▸ **PROBLEM DETAILS**: Extend the excerpt on Django shopping cart relationships past its final line.

▸ **SOURCE EXCERPT**:
☆ ☆ ☆ ☆ ☆ ☆ ☆

This is known as a many to one relationship because many shopping carts can reference one user. Let’s take an example:
banana = Banana.objects.first()
user = user_model.objects.first()
cart = ShoppingCart(user=user, banana=banana, qty=1)
cart.full_clean()
cart.save()
cart2 = ShoppingCart(user=user, banana=banana, qty=1)
cart.full_clean()
cart.save()
Simple enough? However, this model is wrong. Why should a user be able to create multiple shopping carts? And why can a user add only a single type of banana in his cart at a time?
That’s where OneToOneField
comes in. Instead of using a many to one relationship between shopping carts and users,
you want a one to one relationship. A user will be able to create only one shopping cart.
class ShoppingCart(models.Model):
user = models.OneToOneField(settings.AUTH_USER_MODEL, on_delete=models.CASCADE)
banana = models.ForeignKey(Banana, on_delete=models.SET_NULL, null=True, blank=True)
qty = models.PositiveIntegerField("Quantity")
created_at = models.DateTimeField(auto_now_add=True)
updated_at = models.DateTimeField(auto_now=True)
def __str__(self):
return f"{self.user}'s cart as at {self.updated_at}"
banana = Banana.objects.first()
user = user_model.objects.first()
cart = ShoppingCart(user=user, banana=banana, qty=1)
cart.full_clean()
cart.save()
cart2 = ShoppingCart(user=user, banana=banana, qty=1)
cart.full_clean()

☆ ☆ ☆ ☆ ☆ ☆ ☆

▸ **MATERIAL PROVIDED**:

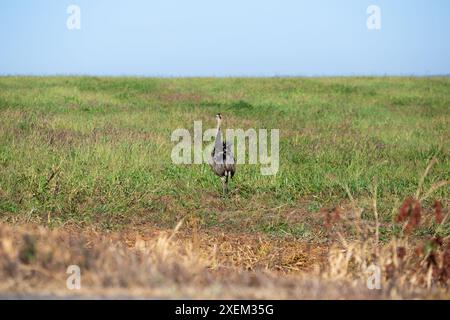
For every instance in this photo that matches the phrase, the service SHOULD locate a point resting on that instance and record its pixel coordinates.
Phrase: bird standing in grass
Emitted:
(222, 161)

☆ ☆ ☆ ☆ ☆ ☆ ☆

▸ **EXERCISE RESULT**:
>> django.core.exceptions.ValidationError: {'user': ['Shopping cart with this User already exists.']}
Perfect, but what about adding multiple bananas to the cart? Clearly our data model is wrong. Instead of referencing bananas directly, use another model to represent this relationship. Many e-commerce systems use this kind of model and they usually call it a LineItem.
class LineItem(models.Model):
cart = models.ForeignKey(ShoppingCart, on_delete=models.CASCADE)
banana = models.ForeignKey(Banana, on_delete=models.CASCADE)
qty = models.PositiveIntegerField("Quantity")
Now you need a way to connect this LineItem to our ShoppingCart. Remember, a shopping cart needs to be able to contain many line items. In other words, many shopping carts must reference many line items. And so we’ll use a third kind of relationship called a many to many relationship.
class ShoppingCart(models.Model):
user = models.OneToOneField(settings.AUTH_USER_MODEL, on_delete=models.CASCADE)
line_items = models.ManyToManyField(LineItem)
created_at = models.DateTimeField(auto_now_add=True)
updated_at = models.DateTimeField(auto_now=True)
def __str__(self):
return f"{self.user}'s cart as at {self.updated_at}"
Here’s how you’ll create carts now:
user = user_model.objects.first()
cart = ShoppingCart(user=user)
cart.full_clean()
cart.save()
banana1 = Banana.objects.get(variant=0)
banana2 = Banana.objects.get(variant=1)
line_item = LineItem(cart=cart, banana=banana1, qty=1)
line_item.full_clean()
line_item.save()
cart.line_items.add(line_item)
line_item = LineItem(cart=cart, banana=banana2, qty=1)
line_item.full_clean()
line_item.save()
cart.line_items.add(line_item)
You can query your shopping cart to see the line items for yourself:
cart.line_items.all()
You should see a QuerySet
containing 2 items — the line items you added earlier.
And that’s how easy it is to relate models to one another. Now let’s see how you can actually work with these relationships.
When adding a relationship, you can specify an additional attribute called
related_name
. This is used for reverse relationships. What are reverse relationships?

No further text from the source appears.